▶ [Data for the task]
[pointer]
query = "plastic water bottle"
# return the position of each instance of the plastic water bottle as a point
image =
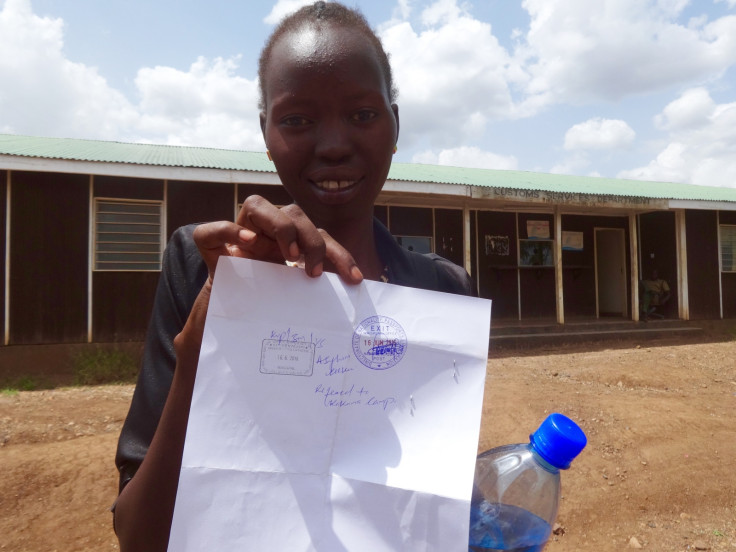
(516, 491)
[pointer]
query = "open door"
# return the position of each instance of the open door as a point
(610, 272)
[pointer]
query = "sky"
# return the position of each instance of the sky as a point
(636, 89)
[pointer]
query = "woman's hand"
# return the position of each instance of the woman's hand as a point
(268, 233)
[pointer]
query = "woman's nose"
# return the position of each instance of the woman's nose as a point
(333, 141)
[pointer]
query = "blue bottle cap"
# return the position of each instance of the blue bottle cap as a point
(558, 440)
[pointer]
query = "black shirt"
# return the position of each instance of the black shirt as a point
(182, 277)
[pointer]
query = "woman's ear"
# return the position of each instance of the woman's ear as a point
(395, 109)
(262, 118)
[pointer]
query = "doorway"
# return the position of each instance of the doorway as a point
(610, 272)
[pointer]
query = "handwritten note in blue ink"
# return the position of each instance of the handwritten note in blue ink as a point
(328, 417)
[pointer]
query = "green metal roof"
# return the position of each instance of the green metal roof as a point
(233, 160)
(73, 149)
(521, 180)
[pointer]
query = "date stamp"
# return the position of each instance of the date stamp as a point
(287, 358)
(379, 342)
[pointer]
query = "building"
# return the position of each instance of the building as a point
(83, 225)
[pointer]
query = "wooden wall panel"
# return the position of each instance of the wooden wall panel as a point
(659, 251)
(128, 188)
(728, 279)
(702, 264)
(497, 274)
(190, 202)
(727, 217)
(410, 221)
(537, 293)
(578, 268)
(3, 237)
(49, 256)
(448, 234)
(728, 284)
(122, 303)
(275, 194)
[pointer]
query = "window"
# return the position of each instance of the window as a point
(127, 235)
(728, 248)
(536, 253)
(420, 244)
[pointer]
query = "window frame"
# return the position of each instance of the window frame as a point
(551, 244)
(119, 266)
(722, 246)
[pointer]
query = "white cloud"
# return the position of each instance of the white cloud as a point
(42, 92)
(452, 76)
(466, 156)
(702, 153)
(691, 110)
(208, 105)
(599, 134)
(582, 51)
(282, 8)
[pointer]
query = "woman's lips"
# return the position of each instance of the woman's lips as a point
(334, 185)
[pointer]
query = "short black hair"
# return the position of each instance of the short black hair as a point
(333, 13)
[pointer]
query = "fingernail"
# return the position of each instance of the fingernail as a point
(246, 235)
(355, 273)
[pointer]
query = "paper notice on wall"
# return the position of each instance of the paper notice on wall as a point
(572, 241)
(537, 229)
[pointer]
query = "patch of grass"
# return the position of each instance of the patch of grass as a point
(99, 365)
(23, 383)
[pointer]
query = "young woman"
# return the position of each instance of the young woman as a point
(330, 125)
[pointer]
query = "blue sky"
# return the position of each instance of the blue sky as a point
(642, 89)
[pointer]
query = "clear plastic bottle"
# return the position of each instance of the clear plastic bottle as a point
(516, 491)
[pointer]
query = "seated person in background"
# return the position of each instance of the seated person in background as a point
(655, 293)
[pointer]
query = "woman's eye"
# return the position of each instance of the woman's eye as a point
(365, 115)
(295, 120)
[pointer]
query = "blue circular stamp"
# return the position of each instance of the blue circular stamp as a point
(379, 342)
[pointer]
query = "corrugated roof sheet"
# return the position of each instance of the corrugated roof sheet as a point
(522, 180)
(74, 149)
(195, 157)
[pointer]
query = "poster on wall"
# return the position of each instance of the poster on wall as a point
(497, 245)
(537, 229)
(572, 241)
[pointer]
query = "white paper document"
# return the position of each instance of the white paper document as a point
(331, 418)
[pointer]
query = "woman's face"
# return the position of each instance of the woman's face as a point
(328, 122)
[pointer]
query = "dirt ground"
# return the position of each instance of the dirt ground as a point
(657, 474)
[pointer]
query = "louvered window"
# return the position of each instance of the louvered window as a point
(128, 235)
(728, 248)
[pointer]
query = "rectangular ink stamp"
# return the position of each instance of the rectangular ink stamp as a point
(289, 358)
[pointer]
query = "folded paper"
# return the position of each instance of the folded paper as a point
(328, 417)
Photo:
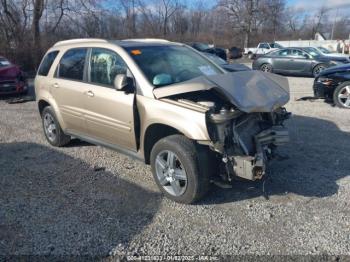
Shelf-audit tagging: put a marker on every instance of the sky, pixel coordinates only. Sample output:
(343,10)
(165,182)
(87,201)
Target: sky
(307,5)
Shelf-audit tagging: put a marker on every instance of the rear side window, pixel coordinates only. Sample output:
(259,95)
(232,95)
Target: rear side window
(105,65)
(47,63)
(72,64)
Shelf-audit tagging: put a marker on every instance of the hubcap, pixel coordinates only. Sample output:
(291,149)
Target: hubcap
(50,127)
(171,173)
(344,96)
(265,68)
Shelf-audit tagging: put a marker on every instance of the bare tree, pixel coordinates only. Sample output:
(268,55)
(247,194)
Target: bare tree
(244,16)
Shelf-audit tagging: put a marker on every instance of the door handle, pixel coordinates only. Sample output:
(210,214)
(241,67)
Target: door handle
(90,93)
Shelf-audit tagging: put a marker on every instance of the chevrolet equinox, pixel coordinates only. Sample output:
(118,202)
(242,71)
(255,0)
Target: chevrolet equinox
(165,104)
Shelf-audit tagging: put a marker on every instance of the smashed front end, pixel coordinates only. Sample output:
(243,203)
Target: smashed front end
(246,142)
(244,116)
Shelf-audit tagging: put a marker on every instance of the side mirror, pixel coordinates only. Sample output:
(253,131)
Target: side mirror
(120,82)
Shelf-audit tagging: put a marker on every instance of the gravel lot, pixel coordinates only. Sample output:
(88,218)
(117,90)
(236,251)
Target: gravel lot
(88,200)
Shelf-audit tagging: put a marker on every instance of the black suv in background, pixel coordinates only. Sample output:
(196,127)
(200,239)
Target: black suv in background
(333,84)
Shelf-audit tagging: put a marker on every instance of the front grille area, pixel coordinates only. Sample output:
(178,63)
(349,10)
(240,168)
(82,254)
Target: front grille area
(7,86)
(247,127)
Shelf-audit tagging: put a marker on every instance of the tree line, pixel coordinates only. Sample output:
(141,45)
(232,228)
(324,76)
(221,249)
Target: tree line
(29,27)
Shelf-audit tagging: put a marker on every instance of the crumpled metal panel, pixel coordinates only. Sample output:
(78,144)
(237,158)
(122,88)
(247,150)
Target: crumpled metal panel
(249,91)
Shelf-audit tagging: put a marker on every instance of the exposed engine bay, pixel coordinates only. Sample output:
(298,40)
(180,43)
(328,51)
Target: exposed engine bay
(244,142)
(244,116)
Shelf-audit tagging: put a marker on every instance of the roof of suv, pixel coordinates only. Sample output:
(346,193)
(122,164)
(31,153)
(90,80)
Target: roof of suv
(123,43)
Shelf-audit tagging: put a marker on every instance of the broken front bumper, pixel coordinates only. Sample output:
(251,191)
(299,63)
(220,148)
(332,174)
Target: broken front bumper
(253,167)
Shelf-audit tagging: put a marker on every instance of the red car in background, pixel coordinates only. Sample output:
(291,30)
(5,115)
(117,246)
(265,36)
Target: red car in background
(12,80)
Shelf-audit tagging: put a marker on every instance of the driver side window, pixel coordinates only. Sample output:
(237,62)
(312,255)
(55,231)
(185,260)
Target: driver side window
(105,65)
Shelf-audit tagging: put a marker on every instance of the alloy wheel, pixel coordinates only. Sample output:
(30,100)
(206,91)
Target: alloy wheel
(266,68)
(50,127)
(170,173)
(318,70)
(344,96)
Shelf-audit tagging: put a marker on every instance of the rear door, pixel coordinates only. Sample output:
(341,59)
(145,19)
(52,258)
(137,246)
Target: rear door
(67,88)
(281,60)
(299,62)
(263,48)
(109,113)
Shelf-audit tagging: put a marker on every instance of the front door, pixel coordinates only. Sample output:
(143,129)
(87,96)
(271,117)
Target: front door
(67,88)
(109,113)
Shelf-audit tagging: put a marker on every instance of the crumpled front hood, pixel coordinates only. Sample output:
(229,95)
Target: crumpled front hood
(9,72)
(249,91)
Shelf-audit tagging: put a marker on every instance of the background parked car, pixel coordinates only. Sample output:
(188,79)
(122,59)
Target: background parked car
(261,49)
(326,52)
(296,61)
(234,53)
(202,47)
(12,80)
(333,84)
(235,67)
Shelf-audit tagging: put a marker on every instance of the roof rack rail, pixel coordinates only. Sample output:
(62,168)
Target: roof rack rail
(80,40)
(146,40)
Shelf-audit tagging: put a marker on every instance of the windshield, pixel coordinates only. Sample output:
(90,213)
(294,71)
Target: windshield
(324,50)
(202,46)
(312,51)
(275,45)
(4,62)
(216,59)
(166,65)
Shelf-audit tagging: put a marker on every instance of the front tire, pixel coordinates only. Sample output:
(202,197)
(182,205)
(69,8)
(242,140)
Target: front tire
(179,169)
(52,129)
(341,95)
(317,69)
(266,68)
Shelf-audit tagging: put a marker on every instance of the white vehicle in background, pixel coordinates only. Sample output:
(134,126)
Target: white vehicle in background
(261,49)
(326,52)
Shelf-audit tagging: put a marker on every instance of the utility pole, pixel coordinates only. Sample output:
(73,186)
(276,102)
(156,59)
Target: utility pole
(334,22)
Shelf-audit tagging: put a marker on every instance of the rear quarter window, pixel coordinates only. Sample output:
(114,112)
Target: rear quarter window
(47,63)
(72,64)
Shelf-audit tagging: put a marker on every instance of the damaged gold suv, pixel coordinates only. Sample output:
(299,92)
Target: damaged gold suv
(165,104)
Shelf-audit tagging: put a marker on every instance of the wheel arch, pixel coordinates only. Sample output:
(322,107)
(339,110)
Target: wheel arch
(42,104)
(153,134)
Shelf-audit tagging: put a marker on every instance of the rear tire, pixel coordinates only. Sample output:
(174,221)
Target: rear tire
(266,68)
(52,129)
(317,69)
(341,95)
(188,171)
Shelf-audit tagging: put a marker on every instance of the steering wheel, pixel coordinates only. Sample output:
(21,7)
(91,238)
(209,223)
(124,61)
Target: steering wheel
(182,74)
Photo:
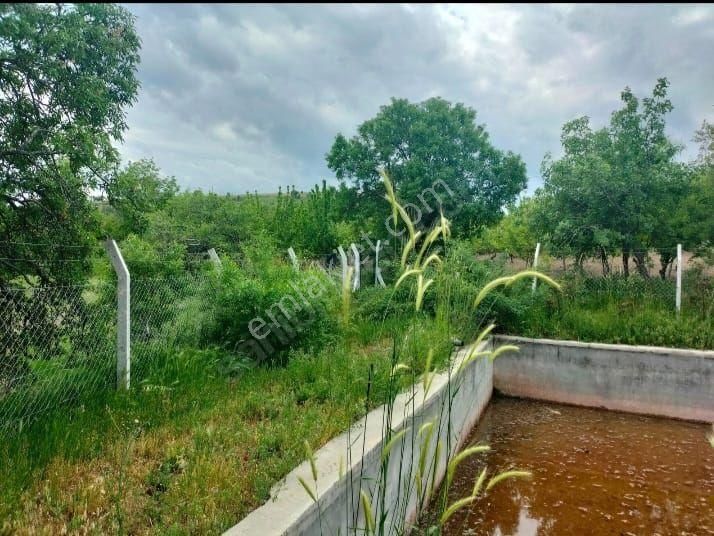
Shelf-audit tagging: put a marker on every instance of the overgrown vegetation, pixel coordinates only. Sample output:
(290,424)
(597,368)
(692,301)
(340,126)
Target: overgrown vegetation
(217,413)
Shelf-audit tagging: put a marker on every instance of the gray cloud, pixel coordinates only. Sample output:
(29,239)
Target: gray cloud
(238,98)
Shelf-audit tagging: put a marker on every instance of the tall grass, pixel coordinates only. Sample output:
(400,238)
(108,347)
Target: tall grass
(422,259)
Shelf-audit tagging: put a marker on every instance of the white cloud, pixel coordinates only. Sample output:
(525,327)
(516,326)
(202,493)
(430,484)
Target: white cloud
(241,97)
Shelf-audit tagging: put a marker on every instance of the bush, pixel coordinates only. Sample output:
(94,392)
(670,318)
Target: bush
(263,314)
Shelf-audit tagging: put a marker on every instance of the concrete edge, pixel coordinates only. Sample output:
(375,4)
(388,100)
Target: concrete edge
(708,354)
(290,510)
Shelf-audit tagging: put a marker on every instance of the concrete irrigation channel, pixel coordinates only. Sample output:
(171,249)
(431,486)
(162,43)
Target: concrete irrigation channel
(660,382)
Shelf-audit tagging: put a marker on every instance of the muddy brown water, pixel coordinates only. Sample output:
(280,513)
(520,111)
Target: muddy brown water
(594,472)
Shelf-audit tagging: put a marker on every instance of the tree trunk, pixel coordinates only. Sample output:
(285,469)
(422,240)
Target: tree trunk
(665,261)
(605,262)
(640,263)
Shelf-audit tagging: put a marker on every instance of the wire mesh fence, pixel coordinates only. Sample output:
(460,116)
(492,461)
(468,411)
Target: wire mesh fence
(58,343)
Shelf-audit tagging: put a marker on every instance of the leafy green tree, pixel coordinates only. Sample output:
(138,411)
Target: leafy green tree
(696,212)
(514,235)
(67,74)
(613,186)
(435,154)
(135,192)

▶ [Work task]
Take the line that contains "Target: wire mesh fence" and every line after it through the end of the listing above, and repeat them exactly.

▶ [Answer to this task]
Target: wire mesh fence
(58,343)
Shelf-audit tagging: put a marker on every instance of the leafy green tree, pixel coordinates only. Sample output:
(138,411)
Target: leafy green tree
(696,212)
(514,235)
(67,74)
(613,186)
(435,154)
(135,192)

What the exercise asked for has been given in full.